#### Using the information
1/ In the passage on chocolate and the heart, which institute sponsored the trial whose results were published three years ago?
2/ From the passage on chocolate and the heart, output without changes the part that opens with the words containing "It’s the season" and closes with "for the heart?".

#### Text passage
^^^^^^^^^^^^^^^^

It’s the season of love during Valentine’s day. A time for romance. For greeting cards. For heart-shaped decorations. And for chocolate. Since antiquity, couples have called on the memory of St. Valentine to profess their love for one another, and perhaps no other gift better represents those emotions than a box of chocolates. Is it possible, though, that those very same romantic confections could be good for the heart?
For the last fifteen years, tantalizing trials in medical literature have suggested that routine chocolate consumption has positive health benefits. From better blood flow to smoother platelets and from higher nitric oxide production to lower blood pressure, these studies have credited the sticky fingerprint of chocolate consumption as the reason for improvement in cardiac conditions. Harder to prove, however, is a true cause and effect relationship for chocolate and the heart. Three years ago, groups of investigators from Boston to Birmingham published the results of one trial sponsored by the National Heart, Lung, and Blood Institute. They concluded that chocolate helps the heart, and the reason can be boiled down to one word: flavonoids.

^^^^^^^^^^^^^^^^

#### Listed entries
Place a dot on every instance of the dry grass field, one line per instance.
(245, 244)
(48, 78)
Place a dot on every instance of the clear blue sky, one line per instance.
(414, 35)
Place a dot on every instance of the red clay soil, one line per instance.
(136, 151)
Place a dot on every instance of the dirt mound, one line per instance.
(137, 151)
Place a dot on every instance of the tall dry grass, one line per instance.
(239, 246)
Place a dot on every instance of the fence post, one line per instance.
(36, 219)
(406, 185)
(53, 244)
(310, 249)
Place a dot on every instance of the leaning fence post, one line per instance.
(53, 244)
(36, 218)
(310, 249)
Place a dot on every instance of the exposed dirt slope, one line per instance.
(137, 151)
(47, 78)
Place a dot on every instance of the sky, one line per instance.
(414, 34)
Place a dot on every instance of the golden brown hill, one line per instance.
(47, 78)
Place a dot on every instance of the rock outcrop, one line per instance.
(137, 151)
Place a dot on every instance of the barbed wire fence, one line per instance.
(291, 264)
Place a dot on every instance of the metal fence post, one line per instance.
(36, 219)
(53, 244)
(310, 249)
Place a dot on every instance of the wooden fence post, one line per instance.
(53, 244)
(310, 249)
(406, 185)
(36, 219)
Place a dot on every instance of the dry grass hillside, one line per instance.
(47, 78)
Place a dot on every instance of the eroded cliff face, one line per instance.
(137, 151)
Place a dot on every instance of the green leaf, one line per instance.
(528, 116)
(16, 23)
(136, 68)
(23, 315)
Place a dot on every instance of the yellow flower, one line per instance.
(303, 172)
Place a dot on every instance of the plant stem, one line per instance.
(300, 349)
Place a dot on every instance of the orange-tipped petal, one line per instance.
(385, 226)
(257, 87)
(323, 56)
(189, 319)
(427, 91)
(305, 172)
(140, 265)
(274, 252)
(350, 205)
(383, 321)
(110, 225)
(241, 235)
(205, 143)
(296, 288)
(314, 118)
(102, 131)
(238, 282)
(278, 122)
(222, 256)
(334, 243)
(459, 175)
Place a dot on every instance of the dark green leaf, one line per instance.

^^^^^^^^^^^^^^^^

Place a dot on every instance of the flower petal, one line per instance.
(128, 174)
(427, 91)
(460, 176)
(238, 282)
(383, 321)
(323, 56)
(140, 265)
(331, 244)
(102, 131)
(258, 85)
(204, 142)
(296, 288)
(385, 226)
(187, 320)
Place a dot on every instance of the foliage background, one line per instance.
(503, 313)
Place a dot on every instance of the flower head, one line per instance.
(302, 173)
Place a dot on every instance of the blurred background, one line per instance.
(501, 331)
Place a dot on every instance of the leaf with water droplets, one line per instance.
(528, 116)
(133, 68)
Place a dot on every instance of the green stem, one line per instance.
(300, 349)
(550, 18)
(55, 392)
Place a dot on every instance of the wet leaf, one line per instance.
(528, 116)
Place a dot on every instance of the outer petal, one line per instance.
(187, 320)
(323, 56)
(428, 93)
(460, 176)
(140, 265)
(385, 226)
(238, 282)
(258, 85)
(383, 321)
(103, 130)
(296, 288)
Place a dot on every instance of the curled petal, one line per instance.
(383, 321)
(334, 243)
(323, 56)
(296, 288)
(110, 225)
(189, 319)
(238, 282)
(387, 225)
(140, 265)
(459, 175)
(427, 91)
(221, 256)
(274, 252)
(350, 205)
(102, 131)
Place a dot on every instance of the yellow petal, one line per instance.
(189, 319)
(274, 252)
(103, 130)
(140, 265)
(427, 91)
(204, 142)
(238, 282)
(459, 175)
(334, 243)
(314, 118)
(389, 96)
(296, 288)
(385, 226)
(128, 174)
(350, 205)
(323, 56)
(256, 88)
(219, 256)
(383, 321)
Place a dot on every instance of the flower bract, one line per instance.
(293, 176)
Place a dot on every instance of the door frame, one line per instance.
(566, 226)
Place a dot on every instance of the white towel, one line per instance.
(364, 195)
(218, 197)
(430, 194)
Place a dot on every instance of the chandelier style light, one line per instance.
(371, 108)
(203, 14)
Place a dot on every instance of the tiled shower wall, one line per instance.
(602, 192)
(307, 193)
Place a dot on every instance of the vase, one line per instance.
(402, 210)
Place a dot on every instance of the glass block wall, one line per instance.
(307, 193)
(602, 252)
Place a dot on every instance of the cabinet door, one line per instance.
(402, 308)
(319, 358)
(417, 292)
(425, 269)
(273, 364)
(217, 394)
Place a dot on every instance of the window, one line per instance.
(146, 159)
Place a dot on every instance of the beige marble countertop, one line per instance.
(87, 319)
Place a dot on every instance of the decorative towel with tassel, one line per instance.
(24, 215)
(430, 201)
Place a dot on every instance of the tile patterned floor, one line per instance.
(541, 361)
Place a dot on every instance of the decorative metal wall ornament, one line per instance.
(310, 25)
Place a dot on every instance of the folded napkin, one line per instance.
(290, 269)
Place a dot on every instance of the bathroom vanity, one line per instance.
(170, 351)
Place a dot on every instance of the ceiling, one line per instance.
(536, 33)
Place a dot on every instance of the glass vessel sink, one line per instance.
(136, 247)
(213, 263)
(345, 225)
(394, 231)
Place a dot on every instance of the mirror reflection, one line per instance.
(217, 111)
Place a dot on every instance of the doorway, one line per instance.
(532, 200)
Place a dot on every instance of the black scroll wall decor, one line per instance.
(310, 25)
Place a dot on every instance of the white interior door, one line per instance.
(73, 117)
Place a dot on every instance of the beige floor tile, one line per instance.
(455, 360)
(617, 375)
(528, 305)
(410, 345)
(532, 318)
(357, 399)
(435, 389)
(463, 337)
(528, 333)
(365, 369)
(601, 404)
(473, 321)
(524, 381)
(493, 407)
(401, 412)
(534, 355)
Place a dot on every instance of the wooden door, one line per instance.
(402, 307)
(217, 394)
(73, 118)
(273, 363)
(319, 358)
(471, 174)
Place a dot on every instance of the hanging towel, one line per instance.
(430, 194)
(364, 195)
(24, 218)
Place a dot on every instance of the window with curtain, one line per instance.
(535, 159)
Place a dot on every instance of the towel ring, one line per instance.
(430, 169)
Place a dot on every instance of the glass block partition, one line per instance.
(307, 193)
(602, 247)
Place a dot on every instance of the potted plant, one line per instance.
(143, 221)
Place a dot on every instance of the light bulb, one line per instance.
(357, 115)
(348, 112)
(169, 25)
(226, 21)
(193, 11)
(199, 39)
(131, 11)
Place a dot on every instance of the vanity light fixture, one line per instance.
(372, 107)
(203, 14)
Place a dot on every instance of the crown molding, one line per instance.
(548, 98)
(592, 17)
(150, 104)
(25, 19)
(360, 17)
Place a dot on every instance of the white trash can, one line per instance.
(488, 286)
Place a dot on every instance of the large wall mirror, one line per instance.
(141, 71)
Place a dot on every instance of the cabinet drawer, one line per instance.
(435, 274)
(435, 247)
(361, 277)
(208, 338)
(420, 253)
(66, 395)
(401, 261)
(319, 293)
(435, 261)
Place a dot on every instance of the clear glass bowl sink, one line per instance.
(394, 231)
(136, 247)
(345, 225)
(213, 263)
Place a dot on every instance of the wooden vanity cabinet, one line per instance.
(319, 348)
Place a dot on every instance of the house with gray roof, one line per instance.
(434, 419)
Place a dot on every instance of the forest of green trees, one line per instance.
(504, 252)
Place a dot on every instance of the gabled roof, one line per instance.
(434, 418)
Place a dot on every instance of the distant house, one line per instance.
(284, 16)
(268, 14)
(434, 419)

^^^^^^^^^^^^^^^^

#### Responses
1/ The National Heart, Lung, and Blood Institute.

2/
It’s the season of love during Valentine’s day. A time for romance. For greeting cards. For heart-shaped decorations. And for chocolate. Since antiquity, couples have called on the memory of St. Valentine to profess their love for one another, and perhaps no other gift better represents those emotions than a box of chocolates. Is it possible, though, that those very same romantic confections could be good for the heart?